--- PASSAGE GIVEN ---
Excerpt A girl like me por Ginger Scott

by - 7:38


Este libro es tan bello, de verdad que me encantó, super recomendado, no dejen de leerlo. Aquí les traigo un pequeño extracto para que se animen y lo lean.... Super bello y además un giveaway!


A Girl Like Me por Ginger Scott
Libro 2 en el dúo LIke us
Sinopsis
No se supone que esté aquí.
La muerte ha venido por mí más de una vez, y cada vez ha sido un chico que se interponía entre mi respiración final y yo.
Lo llamé Christopher cuando me salvó de niña. Cuando volvió a mi vida, hace sólo unos meses, lo conocí como Wes. Así como lo hizo una vez antes, desapareció en el momento en que se aseguró de que estaba fuera de peligro; como si no necesitara salvarme más.
Esta vez, sin embargo, la muerte me dejó con un recordatorio de lo poderosa que es. Sé que quería despojarme de mi espíritu de nuevo, pero fracasó.
Aún así, sé que necesito que Wes sobreviva. Nuestras almas están tejidas de alguna manera, cada uno de nuestros alientos en sincronía. Lo siento, aunque todo el mundo dice que no debería.
El mundo piensa que está perdido.
Sus seres queridos no quieren creer que está muerto.
Sólo yo sé lo especial que es.
Voy a encontrarlo ytraerlo a casa, donde pertenece. Juntos,  enfrentaremos lo imposible, reescribiremos nuestro final.
Y cuando los malos vengan, siempre ganaremos.



Excerpts


1.

“It’s creepy as shit in here. I think I was better off in that sewing room on the floor,” he says, scooting backward and propping himself up on his elbow. I lie down next to him in the same position, and he reaches up and tucks my hair behind my ear then lightly pinches my chin as he smiles at me.
“I don’t know what I was thinking with any of this,” I say, blinking once, my mouth a hard line to match my hardening heart.
Kyle squints at me, then rolls to his stomach folding his hands under his cheek resting his head sideways as he studies me.
“You were thinking that you’d just do this all yourself,” he says.
I roll my eyes and puff out a breath.
“Do what myself?”
Kyle’s body rises with his deep breath, and the smile fades from his eyes and mouth.
“Nobody’s really looking for him. They’ve all given up. But not you.” Kyle reaches toward me again, giving my chin the same pinch as before. He leaves his hand there and stares at me through dozens of breaths. “I believe you.”
I suck in my lip at those simple words. I’d told Kyle everything I could remember, about how Wes caught the rock, about how strong he was, how he never had more than a scratch or two, and how I got the mysterious texts. It sounded insane as I spoke the words to him, and he never responded out loud. He just listened.
And he drove. He drove me here.
“You think he’s alive?” My lips quake when I speak, and my eyes pool, so I smoosh my face against the cool sheets to hold it together.
Kyle brushes my tangled hair away from my face again, this time cupping my cheek.
“I do,” he says. “And we’re going to find him.”
I reach my hand up to cover his and whisper “Thank you.”





2.

“Alright, well…I’ll be a few minutes, and at least we can get you into some fresh clothes,” I say, taking a step or two down the hall before pausing, tapping my fingers along the wall and looking over my shoulder at him. His eyes are waiting for me, and his lip is raised on the same side as mine. I let the energy of that one look settle into my chest and warm me from inside, then I head the rest of the way down the hall and shut the bathroom door behind me.

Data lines

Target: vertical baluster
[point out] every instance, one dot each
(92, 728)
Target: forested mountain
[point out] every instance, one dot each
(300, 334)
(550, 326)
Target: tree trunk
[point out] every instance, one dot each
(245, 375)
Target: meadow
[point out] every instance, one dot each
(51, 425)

--- WHAT TO DO ---
Duplicate the A Girl Like Me post word for word, between "Sus seres queridos" and "smiles at me.", inclusive. These entries have no connection to the A Girl Like Me post.

--- SOLUTION FOR THIS EXERCISE ---
Sus seres queridos no quieren creer que está muerto.
Sólo yo sé lo especial que es.
Voy a encontrarlo ytraerlo a casa, donde pertenece. Juntos,  enfrentaremos lo imposible, reescribiremos nuestro final.
Y cuando los malos vengan, siempre ganaremos.



Excerpts


1.

“It’s creepy as shit in here. I think I was better off in that sewing room on the floor,” he says, scooting backward and propping himself up on his elbow. I lie down next to him in the same position, and he reaches up and tucks my hair behind my ear then lightly pinches my chin as he smiles at me.